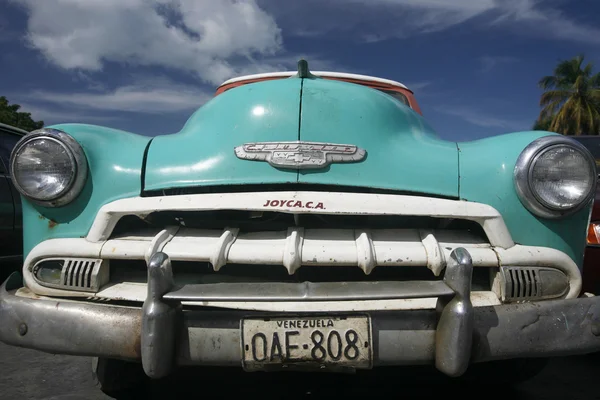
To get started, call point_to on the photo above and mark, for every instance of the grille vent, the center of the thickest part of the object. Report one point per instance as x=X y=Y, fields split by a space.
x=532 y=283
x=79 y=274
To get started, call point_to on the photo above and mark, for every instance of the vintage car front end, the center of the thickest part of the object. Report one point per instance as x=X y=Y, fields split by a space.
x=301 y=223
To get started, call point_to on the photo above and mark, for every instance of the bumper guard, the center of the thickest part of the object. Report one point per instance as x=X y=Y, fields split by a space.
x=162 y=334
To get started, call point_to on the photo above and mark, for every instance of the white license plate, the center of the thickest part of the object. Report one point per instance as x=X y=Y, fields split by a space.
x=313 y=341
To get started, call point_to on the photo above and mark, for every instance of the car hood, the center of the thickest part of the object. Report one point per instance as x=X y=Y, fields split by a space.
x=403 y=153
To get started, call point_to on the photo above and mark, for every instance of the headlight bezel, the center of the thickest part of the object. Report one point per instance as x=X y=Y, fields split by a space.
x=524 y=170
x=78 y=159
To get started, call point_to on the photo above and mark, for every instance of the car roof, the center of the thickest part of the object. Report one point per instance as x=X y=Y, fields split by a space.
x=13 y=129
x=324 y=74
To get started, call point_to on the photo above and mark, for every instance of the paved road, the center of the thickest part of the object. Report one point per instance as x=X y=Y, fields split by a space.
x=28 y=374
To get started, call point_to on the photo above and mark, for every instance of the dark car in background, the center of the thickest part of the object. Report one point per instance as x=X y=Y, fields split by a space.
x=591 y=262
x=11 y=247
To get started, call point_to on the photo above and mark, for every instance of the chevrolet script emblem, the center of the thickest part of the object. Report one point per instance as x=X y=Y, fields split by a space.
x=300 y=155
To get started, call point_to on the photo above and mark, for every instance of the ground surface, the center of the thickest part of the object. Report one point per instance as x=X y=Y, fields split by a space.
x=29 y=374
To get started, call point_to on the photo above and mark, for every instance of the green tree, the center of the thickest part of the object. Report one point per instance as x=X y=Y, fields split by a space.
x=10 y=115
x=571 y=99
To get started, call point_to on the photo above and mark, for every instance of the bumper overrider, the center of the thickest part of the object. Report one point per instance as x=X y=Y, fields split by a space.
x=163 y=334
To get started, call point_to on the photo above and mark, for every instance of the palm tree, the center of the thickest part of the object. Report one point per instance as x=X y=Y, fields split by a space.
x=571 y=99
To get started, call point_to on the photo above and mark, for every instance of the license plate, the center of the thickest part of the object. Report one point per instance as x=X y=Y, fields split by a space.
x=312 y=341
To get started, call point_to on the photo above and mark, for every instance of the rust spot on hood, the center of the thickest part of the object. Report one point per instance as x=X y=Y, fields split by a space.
□ □ □ □
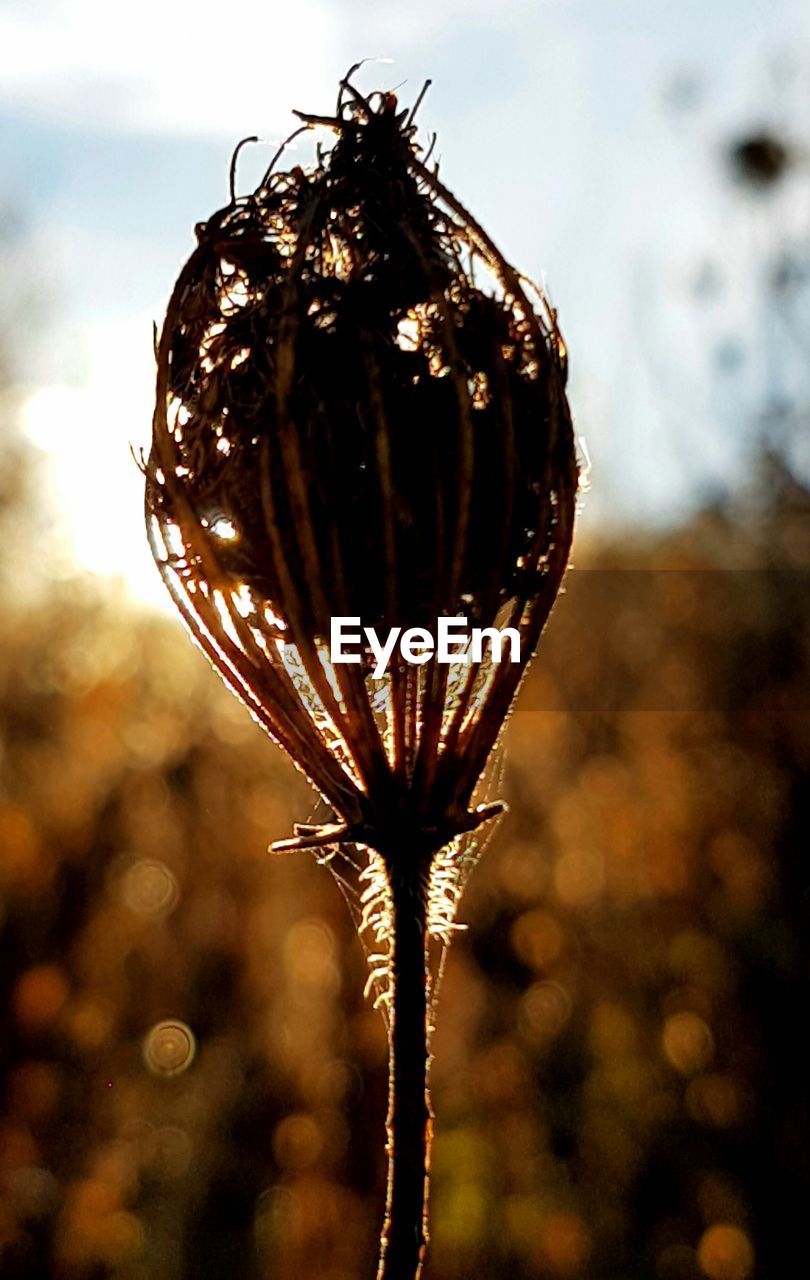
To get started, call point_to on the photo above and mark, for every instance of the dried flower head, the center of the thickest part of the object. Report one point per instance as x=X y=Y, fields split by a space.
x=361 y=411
□ □ □ □
• REQUIREMENT: Please write out, exactly as they appear above, only the lines in the stretch from the line with "of the chevrolet" through the line with "of the rust".

• TASK RESULT:
To get started, call point_to on the photo above and mark, for every instance of the chevrolet script emblem, the center of the thickest part of the object. Report one point per instance as x=X y=Y, fields split by a space.
x=300 y=155
To get started, call point_to on the photo above and mark, for every instance of the ground surface, the center of the thickest part of the object. Report one point per instance as x=X y=Y, fields split by a space.
x=29 y=374
To get started, call point_to on the photo above and mark, for every instance of the green tree, the center of the thickest part of the object. Report one point per instance as x=X y=Y, fields split by a space.
x=10 y=115
x=571 y=99
To get started, call point_to on the photo above and mark, for every instance of the bumper overrider, the center of the thickest part of the object. Report one point per instance as x=X y=Y, fields split by a space.
x=163 y=334
To get started, call point_to on the photo above and mark, for every instance of the palm tree, the center of the thickest part of the object. Report one point per instance as x=X y=Y, fields split by a space.
x=571 y=99
To get started, call point_to on the photo above and mark, for every instance of the license plate, the center of the thickest part of the object. Report one point per instance as x=X y=Y, fields split by a space.
x=312 y=341
To get started, call point_to on the photo above and mark, for every instance of the rust spot on hood, the center of the thickest part of the object. Report one point per instance as x=X y=Y, fields split by a space.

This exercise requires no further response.